### [Consignes]
a) Indiquez si chacune des affirmations suivantes est conforme au texte fourni, en répondant par oui ou par non et en citant les mots décisifs du texte : (i) Ojukwu a déclaré l'indépendance du Biafra le 30 mai 1967 ; (ii) aux présidentielles de juin 1993, Moshood Abiola avait pour adversaire un autre Yoruba ; (iii) Gowon était chef d'état-major.
b) Relevez dans la liste toutes les lignes qui contiennent le mot « mark ».

----- Texte fourni

La suite? Exactions des Nordistes à l’encontre des Ibo vivant dans cette partie du pays; rébellion des officiers du Nord contre le pouvoir central; enlèvement et assassinat d’Ironsi; apparition d’un Yoruba de l’Ouest, le chef d’état-major Gowon, à la tête des insurgés; tentative de sécession du Nord sous la conduite de Gowon puis prise du pouvoir central par ce dernier; migration forcée et massive des Ibo vivant au Nord vers leur région d’origine; expulsions des Nordistes de l’Est du pays; déclaration de l’indépendance du Biafra le 30 mai 1967 par Ojukwu; guerre civile; misère… et j’en passe (10).

Trois décennies plus tard, l’ethnicité et la régionalité ont fait parler d’elles lors de la « démocratisation ». Les présidentielles de juin 1993 ont opposé un Yoruba du Sud-Ouest, Moshood Abiola, à un nordiste Haoussa, Toffa. La dictature militaire en place, une hégémonie nordiste haoussa, a annulé les élections pour barrer la route au vainqueur probable, Moshood Abiola, dont l’une des cinq épouses sera assassinée en juin 1996, sous la dictature du général Sani Abacha, lui-même décédé le 8 juin 1998, pendant que le mari restait écroué dans une prison depuis 1994, pour y trouver la mort le 7 juillet 1998.

----------
----- Extrait des données

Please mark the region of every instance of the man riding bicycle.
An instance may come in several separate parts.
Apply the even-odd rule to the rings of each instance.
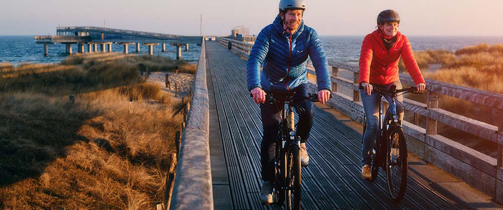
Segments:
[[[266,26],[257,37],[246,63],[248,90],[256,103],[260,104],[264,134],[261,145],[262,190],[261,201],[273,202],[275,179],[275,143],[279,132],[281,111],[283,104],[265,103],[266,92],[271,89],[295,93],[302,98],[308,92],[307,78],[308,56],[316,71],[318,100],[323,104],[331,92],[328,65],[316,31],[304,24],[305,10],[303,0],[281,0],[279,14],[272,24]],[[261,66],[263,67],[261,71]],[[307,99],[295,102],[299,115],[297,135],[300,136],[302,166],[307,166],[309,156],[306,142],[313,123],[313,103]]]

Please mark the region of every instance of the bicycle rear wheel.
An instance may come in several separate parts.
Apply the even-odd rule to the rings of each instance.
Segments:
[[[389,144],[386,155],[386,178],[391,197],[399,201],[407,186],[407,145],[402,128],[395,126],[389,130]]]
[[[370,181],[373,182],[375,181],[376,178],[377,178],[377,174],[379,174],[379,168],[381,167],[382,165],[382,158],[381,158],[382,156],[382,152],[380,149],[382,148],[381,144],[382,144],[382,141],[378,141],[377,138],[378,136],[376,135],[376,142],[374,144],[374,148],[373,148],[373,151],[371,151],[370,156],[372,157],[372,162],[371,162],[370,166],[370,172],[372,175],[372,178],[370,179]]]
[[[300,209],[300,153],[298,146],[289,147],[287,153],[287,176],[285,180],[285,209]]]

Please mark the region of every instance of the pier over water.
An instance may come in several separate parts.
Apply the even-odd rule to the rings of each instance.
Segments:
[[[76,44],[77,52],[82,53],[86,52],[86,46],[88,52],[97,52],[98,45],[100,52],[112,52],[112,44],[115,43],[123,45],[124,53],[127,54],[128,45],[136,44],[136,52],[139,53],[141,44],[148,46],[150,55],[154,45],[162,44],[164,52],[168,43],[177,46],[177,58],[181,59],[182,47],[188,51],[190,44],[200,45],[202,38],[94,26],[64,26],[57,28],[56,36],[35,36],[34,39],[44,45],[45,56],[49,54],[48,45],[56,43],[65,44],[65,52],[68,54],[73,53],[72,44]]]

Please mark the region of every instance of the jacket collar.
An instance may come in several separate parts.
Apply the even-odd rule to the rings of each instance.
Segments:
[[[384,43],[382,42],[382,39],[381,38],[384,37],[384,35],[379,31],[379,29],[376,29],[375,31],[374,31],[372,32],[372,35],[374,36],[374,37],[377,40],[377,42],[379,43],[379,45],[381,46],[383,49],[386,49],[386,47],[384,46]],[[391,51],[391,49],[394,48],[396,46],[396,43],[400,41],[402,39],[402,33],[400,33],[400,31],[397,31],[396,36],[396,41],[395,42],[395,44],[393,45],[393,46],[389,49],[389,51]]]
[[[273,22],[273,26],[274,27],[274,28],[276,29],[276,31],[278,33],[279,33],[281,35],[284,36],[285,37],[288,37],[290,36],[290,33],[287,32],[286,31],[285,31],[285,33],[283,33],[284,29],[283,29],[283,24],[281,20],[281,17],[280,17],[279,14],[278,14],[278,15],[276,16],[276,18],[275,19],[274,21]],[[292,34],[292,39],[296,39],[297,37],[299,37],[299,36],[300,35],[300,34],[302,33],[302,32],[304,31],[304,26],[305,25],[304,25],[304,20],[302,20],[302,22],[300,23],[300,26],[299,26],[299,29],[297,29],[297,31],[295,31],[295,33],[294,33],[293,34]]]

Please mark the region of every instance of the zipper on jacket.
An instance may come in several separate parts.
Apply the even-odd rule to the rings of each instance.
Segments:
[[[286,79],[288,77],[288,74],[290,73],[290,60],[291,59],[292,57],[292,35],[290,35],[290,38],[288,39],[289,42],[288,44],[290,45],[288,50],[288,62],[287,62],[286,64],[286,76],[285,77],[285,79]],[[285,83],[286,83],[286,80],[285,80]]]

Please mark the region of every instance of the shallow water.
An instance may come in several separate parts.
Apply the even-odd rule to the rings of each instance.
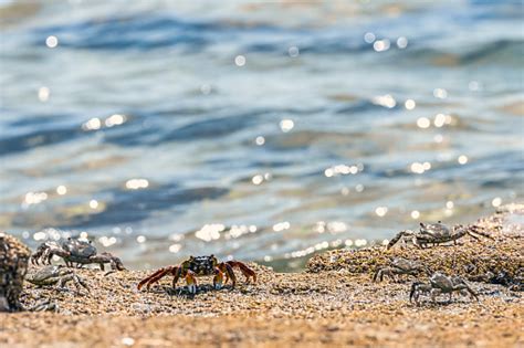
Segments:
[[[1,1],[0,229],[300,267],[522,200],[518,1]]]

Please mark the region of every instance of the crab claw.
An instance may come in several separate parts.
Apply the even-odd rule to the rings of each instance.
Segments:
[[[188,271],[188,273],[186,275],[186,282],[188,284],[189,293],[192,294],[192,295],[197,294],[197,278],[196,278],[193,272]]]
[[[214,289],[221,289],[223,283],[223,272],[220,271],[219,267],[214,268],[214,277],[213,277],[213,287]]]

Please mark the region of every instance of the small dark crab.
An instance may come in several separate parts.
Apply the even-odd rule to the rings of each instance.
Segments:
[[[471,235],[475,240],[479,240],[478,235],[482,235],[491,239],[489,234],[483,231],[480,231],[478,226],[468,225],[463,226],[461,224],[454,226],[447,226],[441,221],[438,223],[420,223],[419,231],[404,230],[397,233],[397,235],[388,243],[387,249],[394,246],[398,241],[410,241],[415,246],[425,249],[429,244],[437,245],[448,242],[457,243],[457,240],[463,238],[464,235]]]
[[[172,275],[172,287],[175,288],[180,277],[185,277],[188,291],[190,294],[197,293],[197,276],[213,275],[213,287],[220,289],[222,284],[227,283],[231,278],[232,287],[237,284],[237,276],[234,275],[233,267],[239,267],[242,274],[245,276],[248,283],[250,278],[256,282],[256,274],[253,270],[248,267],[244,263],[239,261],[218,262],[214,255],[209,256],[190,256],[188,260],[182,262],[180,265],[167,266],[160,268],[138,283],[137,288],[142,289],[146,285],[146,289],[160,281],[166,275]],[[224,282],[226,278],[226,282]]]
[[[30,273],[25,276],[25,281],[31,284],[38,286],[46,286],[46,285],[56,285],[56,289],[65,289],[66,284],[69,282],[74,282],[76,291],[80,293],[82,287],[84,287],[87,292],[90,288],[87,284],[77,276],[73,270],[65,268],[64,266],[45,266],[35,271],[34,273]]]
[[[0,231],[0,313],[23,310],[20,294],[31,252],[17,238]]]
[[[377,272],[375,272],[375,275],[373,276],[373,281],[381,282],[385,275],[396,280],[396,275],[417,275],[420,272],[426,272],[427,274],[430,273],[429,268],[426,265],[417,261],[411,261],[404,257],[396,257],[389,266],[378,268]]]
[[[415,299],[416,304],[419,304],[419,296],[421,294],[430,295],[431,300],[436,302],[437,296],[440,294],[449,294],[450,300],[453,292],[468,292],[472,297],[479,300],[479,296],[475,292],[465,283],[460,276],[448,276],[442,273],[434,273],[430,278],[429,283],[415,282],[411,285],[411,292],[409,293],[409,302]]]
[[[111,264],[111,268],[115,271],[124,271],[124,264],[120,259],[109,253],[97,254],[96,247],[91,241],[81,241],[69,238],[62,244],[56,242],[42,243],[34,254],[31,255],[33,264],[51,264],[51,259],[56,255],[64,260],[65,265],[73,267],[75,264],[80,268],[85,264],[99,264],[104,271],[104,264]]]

----------

### [Corrigé]
a)
(i) Oui : « déclaration de l’indépendance du Biafra le 30 mai 1967 par Ojukwu ».
(ii) Non : « un Yoruba du Sud-Ouest, Moshood Abiola, à un nordiste Haoussa, Toffa ».
(iii) Oui : « le chef d’état-major Gowon ».

b)
Please mark the region of every instance of the man riding bicycle.
Please mark the region of every instance of the bicycle rear wheel.
Please mark the region of every instance of the pier over water.
Please mark the region of every instance of the jacket collar.
Please mark the region of every instance of the zipper on jacket.
Please mark the region of every instance of the shallow water.
Please mark the region of every instance of the crab claw.
Please mark the region of every instance of the small dark crab.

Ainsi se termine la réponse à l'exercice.